BEGIN Excerpted text

Daniel Defoe’s Robinson Crusoe was assigned in a literature class I am taking this year as the second book of the semester. I entered into it with a slight sense of dread, trying to temper that with the hope that it wouldn’t be as bad as I thought it might. After all, how could a book with a single character for the majority of the story be interesting?

Much to my pleasure, Robinson Crusoe showed me.

Rather than purely an adventure story (though there is plenty of adventure both before and during Crusoe’s island stay), Robinson Crusoe is the exploration of a man’s heart.

At the beginning of the book, Crusoe is a headstrong young man. He would rather have his way than listen to the pleading and reasoning of his parents. So he goes to sea. After a few mishaps (and some good fortune), Crusoe is the only man to survive a storm at sea and is deposited on his island for most of the remainder of the book.

And this is the point where I believed I would lose interest and have to start forcing myself to read. But once the physical journey of Crusoe’s life slows, Defoe begins to emphasize the spiritual journey.

END Excerpted text

# Your task
Please write out the Robinson Crusoe review again from "Much to my pleasure, Robinson" up to and including "the spiritual journey.", swapping "island" for "isle".

BEGIN Stored rows

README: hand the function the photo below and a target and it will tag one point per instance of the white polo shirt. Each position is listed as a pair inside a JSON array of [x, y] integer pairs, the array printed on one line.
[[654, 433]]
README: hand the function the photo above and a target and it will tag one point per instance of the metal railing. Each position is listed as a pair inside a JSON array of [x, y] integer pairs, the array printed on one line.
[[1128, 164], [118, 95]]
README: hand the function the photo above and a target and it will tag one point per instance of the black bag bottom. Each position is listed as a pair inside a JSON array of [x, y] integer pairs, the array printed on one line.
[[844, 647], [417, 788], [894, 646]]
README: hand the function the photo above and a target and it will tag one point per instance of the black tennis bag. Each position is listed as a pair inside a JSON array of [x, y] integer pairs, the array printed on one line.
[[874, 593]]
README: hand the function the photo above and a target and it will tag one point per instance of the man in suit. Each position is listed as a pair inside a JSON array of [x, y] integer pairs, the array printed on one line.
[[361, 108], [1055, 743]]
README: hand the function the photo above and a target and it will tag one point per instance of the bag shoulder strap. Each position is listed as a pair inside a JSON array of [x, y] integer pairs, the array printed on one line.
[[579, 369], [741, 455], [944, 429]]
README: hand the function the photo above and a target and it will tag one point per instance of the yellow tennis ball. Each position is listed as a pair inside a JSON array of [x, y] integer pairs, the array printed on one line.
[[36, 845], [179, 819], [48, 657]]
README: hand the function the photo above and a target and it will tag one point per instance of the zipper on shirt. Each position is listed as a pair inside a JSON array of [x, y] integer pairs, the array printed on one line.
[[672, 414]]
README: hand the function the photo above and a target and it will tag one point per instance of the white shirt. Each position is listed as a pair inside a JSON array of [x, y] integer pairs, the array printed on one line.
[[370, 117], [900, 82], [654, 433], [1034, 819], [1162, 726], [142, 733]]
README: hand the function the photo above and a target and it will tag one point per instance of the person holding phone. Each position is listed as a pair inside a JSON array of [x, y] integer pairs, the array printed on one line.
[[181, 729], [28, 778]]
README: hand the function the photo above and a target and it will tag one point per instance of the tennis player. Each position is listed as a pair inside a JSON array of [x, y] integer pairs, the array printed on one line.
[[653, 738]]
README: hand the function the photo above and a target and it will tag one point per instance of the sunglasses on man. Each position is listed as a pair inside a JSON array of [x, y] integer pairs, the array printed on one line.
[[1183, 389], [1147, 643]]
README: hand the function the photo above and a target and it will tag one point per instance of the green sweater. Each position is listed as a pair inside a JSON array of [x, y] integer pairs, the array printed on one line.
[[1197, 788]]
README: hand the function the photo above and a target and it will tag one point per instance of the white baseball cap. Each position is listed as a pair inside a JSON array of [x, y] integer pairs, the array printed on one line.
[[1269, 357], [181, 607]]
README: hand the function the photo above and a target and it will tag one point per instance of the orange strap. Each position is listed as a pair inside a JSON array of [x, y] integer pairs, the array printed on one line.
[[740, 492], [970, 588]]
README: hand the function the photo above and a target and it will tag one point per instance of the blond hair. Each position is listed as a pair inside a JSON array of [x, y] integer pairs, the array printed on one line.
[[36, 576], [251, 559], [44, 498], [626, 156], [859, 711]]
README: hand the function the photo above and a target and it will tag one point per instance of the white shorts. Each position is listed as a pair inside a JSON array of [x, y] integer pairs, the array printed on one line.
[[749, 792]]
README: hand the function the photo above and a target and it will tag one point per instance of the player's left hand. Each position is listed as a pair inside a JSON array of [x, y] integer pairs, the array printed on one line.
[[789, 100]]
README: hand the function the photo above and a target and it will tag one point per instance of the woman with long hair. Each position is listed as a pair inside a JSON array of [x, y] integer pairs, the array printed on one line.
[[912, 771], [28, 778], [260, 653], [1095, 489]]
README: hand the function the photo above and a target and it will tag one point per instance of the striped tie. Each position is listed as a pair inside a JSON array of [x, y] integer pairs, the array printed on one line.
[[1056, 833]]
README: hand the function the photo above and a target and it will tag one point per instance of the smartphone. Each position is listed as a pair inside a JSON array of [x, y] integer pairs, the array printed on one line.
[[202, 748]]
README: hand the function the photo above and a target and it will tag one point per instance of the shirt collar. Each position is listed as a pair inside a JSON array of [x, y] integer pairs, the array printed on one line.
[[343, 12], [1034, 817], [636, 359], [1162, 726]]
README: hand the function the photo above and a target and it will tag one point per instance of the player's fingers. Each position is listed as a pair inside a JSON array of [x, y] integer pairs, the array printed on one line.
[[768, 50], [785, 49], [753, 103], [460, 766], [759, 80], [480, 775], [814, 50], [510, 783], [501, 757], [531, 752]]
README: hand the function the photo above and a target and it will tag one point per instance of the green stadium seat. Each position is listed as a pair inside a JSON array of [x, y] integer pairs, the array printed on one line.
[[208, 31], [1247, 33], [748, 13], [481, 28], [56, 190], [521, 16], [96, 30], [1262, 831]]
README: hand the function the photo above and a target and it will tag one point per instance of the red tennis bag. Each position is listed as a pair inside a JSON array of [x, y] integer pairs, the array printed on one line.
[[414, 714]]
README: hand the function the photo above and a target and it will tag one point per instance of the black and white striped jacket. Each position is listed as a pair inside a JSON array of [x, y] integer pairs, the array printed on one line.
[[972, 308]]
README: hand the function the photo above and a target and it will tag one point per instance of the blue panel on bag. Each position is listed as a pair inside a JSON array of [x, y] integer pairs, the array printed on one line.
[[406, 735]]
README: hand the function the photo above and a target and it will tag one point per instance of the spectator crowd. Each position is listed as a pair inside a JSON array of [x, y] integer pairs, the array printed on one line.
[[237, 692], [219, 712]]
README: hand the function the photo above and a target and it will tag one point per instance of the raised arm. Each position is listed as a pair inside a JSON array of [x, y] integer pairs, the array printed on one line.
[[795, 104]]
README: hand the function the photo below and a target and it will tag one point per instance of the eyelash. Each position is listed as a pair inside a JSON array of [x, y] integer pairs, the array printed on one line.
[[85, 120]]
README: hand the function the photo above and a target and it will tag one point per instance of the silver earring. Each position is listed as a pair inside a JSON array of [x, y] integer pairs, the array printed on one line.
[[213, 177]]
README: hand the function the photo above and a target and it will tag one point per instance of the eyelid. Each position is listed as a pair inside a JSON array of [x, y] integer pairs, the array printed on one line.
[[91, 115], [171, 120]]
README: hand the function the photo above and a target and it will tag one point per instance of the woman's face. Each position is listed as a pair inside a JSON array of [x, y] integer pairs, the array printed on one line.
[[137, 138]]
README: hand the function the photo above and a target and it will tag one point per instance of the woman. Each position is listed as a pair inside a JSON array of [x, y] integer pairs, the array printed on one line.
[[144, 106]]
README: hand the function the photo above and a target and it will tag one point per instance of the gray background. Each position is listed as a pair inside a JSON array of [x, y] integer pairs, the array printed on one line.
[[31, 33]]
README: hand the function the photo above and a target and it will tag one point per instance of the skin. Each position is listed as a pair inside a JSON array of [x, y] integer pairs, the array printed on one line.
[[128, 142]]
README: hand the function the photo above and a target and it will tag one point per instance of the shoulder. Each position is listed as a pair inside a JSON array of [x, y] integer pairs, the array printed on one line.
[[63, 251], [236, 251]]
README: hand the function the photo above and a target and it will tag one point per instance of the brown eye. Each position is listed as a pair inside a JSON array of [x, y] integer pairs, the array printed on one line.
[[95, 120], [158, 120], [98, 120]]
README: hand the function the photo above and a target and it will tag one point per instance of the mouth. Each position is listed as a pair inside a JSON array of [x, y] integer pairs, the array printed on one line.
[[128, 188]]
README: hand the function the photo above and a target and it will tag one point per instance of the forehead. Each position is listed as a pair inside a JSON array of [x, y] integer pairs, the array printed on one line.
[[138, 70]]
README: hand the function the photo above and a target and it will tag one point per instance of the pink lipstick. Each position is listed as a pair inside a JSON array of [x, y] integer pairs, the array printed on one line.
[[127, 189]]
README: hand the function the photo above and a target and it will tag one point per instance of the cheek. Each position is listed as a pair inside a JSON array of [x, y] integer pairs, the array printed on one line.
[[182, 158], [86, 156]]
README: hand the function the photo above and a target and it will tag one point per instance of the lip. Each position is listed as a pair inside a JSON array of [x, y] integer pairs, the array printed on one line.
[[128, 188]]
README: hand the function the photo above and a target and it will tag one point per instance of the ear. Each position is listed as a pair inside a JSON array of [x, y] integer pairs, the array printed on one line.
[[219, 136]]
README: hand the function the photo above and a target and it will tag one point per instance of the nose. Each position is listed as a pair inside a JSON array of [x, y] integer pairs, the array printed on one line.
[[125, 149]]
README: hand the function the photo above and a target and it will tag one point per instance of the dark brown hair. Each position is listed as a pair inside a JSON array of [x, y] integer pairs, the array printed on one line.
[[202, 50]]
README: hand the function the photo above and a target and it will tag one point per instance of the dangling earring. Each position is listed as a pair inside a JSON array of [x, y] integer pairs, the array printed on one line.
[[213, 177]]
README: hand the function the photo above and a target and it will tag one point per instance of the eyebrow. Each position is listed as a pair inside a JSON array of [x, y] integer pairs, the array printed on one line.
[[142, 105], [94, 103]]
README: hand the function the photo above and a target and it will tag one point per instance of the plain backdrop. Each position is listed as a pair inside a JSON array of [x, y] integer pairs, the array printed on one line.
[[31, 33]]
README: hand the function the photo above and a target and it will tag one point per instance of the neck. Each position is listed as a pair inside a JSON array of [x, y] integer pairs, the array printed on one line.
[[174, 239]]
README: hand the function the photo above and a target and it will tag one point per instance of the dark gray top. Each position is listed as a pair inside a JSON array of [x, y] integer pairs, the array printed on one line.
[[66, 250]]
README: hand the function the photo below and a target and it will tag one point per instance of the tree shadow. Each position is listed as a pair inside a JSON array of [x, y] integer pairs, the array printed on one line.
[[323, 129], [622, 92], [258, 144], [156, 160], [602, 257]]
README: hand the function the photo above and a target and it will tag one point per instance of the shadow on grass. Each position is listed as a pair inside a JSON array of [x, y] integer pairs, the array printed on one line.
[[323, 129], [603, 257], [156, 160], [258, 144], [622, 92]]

END Stored rows

# Response for this exercise
Much to my pleasure, Robinson Crusoe showed me.

Rather than purely an adventure story (though there is plenty of adventure both before and during Crusoe’s isle stay), Robinson Crusoe is the exploration of a man’s heart.

At the beginning of the book, Crusoe is a headstrong young man. He would rather have his way than listen to the pleading and reasoning of his parents. So he goes to sea. After a few mishaps (and some good fortune), Crusoe is the only man to survive a storm at sea and is deposited on his isle for most of the remainder of the book.

And this is the point where I believed I would lose interest and have to start forcing myself to read. But once the physical journey of Crusoe’s life slows, Defoe begins to emphasize the spiritual journey.